*Listed entries:*
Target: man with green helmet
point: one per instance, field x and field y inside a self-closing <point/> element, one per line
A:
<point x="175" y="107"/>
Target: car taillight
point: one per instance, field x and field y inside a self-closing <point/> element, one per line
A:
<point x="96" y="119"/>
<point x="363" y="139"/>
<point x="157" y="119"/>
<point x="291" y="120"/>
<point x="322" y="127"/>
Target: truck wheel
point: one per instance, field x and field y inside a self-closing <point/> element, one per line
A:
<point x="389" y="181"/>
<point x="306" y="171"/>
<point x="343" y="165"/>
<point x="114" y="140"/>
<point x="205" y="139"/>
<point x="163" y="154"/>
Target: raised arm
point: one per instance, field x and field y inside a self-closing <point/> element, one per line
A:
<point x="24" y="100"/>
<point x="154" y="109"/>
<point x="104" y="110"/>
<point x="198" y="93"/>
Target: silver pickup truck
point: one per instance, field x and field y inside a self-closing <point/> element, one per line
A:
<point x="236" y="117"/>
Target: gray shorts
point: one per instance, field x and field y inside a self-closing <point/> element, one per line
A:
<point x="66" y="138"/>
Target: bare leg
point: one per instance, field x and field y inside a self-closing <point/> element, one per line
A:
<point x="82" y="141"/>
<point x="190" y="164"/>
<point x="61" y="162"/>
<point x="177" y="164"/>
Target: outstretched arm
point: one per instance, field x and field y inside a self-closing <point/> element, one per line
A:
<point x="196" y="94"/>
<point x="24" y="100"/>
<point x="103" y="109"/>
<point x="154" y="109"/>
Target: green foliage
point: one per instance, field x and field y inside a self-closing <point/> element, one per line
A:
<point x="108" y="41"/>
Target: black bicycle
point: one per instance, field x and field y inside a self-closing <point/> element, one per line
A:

*Prompt:* Please write out the listing above again, swapping "one per instance" for "one for each instance" everywhere it appears and leaving everything else unchanged.

*Correct response:*
Target: man with green helmet
point: one for each instance, field x and field y inside a self-closing <point/> element, one per line
A:
<point x="175" y="107"/>
Target: car taillight
point: one for each instance, field x and field y inside a self-closing <point/> element, one per line
A:
<point x="96" y="119"/>
<point x="363" y="139"/>
<point x="157" y="119"/>
<point x="291" y="120"/>
<point x="322" y="127"/>
Target: truck wheel
point: one for each instance, field x and field y inside a self-closing <point/> element, one per line
A:
<point x="389" y="181"/>
<point x="306" y="171"/>
<point x="343" y="165"/>
<point x="114" y="140"/>
<point x="205" y="139"/>
<point x="163" y="154"/>
Target: raised arm
point: one for each instance, field x and field y inside a self-closing <point/> element, one per line
A:
<point x="24" y="100"/>
<point x="154" y="109"/>
<point x="104" y="110"/>
<point x="198" y="93"/>
Target: silver pickup truck
point: one for each instance, field x and field y inside a self-closing <point/> element, one per line
A:
<point x="236" y="117"/>
Target: gray shorts
point: one for each instance, field x and field y inside a self-closing <point/> element, one per line
A:
<point x="66" y="138"/>
Target: bare leg
point: one for each instance, field x and field y inside a self-closing <point/> element, one per line
A:
<point x="82" y="141"/>
<point x="190" y="164"/>
<point x="61" y="162"/>
<point x="177" y="164"/>
Target: outstretched arm
point: one for each instance, field x and field y inside a self-closing <point/> element, one per line
A:
<point x="196" y="94"/>
<point x="24" y="100"/>
<point x="103" y="109"/>
<point x="154" y="109"/>
Target: green foliage
point: one for each instance, field x and field y inside a self-closing <point/> element, one per line
A:
<point x="108" y="41"/>
Target: black bicycle
point: one for each instance, field x and field y inside a self-closing <point/> element, one per line
A:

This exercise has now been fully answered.